EXERCISE MATERIAL »
☆ ☆ ☆ ☆

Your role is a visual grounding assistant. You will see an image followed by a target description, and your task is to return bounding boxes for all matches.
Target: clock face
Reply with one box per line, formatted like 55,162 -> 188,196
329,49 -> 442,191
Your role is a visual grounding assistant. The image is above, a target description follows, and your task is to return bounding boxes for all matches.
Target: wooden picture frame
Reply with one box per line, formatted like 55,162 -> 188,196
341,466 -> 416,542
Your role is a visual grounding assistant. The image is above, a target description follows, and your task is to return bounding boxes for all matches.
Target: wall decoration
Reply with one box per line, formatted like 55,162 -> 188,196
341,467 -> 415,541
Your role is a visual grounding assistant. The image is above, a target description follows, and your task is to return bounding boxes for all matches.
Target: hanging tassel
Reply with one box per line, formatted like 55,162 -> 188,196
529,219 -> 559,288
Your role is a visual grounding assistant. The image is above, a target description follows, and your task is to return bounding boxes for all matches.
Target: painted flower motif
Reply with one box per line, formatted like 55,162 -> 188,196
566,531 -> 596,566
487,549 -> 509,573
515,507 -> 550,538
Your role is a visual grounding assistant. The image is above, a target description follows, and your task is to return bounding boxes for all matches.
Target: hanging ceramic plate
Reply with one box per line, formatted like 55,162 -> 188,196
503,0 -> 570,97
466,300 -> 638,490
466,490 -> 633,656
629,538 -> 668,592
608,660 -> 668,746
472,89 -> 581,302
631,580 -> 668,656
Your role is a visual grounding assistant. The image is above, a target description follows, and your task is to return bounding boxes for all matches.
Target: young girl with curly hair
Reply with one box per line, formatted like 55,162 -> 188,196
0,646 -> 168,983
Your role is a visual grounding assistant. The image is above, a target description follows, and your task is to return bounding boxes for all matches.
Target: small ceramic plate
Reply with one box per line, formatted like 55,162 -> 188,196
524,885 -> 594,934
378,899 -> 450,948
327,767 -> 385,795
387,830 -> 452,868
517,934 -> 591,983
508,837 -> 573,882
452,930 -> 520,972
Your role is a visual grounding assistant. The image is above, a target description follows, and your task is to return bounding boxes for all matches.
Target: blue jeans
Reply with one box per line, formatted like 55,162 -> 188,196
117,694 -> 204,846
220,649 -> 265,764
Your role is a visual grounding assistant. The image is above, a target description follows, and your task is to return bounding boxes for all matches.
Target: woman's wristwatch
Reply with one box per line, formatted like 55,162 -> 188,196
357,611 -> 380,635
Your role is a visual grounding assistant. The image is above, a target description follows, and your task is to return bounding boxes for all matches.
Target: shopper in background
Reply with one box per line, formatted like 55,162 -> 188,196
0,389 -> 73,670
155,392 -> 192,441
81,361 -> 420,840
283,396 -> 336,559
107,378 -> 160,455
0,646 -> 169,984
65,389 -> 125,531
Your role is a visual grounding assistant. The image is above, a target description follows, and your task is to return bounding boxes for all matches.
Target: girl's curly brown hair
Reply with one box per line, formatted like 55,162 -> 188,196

☆ ☆ ☆ ☆

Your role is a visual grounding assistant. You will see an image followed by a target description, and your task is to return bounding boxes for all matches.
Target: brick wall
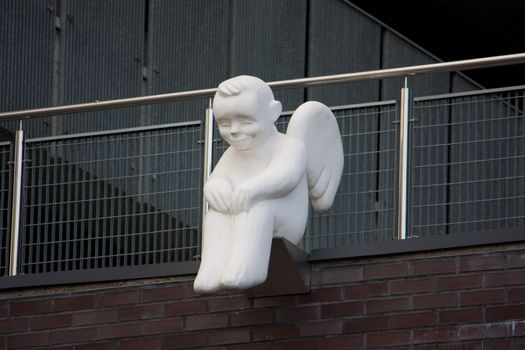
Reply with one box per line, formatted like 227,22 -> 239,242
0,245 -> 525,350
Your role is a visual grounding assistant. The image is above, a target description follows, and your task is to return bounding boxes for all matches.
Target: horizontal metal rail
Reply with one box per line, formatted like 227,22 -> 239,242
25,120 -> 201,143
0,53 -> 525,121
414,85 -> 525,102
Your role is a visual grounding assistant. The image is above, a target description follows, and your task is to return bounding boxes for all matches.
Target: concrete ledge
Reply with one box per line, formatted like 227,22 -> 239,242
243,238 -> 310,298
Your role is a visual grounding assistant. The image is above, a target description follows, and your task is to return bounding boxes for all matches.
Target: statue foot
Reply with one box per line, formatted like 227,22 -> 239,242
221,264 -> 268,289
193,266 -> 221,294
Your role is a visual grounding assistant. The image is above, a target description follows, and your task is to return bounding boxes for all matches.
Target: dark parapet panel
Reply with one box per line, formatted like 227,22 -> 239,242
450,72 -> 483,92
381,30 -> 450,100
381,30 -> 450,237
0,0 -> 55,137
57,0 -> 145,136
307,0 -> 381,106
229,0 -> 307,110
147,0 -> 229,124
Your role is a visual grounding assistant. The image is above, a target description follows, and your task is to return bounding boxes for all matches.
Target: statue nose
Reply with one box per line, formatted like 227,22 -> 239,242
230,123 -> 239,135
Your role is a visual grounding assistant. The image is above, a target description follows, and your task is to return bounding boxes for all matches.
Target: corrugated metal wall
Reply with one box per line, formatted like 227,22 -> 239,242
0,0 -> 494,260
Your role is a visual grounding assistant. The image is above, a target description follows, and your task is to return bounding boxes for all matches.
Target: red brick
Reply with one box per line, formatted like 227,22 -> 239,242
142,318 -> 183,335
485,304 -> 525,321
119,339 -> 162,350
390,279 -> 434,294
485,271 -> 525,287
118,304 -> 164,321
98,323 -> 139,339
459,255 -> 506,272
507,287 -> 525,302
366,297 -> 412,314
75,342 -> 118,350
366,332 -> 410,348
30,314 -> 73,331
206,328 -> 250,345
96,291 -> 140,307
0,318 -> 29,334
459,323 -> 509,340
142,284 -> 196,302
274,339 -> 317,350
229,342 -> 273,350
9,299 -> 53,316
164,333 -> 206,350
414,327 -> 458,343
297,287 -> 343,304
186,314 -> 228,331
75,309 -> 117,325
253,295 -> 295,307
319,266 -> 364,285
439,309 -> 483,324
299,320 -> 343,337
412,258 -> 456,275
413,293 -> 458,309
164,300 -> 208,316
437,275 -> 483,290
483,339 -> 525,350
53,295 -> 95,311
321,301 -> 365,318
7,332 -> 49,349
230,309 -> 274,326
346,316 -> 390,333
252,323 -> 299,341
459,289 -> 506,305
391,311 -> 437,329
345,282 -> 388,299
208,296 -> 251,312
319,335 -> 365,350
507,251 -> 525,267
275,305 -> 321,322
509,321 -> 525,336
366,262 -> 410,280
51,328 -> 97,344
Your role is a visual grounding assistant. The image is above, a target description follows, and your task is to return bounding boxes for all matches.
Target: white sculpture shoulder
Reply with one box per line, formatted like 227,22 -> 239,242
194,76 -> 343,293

☆ ☆ ☆ ☆

REQUEST » Return every line of the data above that contains the word "hanging".

EXERCISE SOLUTION »
Target: hanging tassel
Target: hanging ceramic plate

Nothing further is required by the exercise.